(Work to complete): List each line in the entries below that contains the word "instance".

* start Excerpted records *

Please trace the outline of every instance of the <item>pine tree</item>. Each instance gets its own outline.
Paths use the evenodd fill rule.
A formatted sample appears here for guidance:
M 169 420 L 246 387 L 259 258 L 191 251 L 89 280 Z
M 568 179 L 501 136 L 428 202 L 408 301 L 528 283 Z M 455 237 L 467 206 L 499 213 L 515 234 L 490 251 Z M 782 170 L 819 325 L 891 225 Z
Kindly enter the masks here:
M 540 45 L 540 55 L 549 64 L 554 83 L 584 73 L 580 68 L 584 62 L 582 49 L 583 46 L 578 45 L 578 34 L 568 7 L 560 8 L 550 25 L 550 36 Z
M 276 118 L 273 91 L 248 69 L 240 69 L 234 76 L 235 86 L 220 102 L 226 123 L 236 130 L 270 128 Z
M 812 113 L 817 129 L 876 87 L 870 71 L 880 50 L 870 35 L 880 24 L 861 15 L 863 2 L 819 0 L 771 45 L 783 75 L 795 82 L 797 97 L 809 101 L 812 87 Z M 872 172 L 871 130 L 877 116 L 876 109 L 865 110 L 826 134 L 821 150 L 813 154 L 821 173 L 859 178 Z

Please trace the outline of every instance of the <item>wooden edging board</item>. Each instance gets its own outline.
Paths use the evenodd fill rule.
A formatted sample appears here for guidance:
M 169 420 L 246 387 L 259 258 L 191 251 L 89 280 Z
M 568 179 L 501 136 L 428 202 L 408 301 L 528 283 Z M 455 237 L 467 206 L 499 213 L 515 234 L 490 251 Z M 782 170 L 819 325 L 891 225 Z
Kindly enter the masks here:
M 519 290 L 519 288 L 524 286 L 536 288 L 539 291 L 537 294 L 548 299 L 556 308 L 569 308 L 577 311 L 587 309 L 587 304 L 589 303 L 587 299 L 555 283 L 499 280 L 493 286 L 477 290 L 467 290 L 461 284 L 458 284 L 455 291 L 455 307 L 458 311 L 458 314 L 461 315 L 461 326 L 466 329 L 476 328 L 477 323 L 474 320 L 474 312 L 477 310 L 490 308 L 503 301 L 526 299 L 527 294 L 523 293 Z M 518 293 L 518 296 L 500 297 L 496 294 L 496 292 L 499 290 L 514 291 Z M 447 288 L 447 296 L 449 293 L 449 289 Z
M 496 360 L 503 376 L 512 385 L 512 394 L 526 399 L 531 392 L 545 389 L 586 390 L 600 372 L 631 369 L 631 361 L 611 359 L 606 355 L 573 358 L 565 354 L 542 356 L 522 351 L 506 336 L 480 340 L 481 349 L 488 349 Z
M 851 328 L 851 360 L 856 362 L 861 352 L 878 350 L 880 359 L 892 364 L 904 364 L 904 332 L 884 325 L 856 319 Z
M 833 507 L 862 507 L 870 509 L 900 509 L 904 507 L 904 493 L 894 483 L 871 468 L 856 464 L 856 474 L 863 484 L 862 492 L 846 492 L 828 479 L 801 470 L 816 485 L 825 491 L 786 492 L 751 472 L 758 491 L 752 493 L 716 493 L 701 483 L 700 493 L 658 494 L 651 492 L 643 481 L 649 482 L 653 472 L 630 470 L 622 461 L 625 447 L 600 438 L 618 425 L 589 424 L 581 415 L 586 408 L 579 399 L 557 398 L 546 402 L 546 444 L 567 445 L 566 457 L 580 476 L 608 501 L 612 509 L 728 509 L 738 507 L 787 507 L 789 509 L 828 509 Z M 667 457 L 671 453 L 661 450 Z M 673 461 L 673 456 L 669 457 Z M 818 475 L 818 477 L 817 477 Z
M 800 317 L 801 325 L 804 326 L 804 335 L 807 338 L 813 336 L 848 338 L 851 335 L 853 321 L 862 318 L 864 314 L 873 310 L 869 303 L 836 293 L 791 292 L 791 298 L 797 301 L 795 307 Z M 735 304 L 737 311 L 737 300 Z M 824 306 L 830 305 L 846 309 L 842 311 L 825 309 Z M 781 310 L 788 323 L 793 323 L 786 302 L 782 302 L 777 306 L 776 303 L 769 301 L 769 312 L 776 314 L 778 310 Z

* end Excerpted records *

(Result):
Please trace the outline of every instance of the <item>pine tree</item>. Each instance gets its own outline.
Please trace the outline of every instance of the <item>wooden edging board</item>. Each instance gets its own outline.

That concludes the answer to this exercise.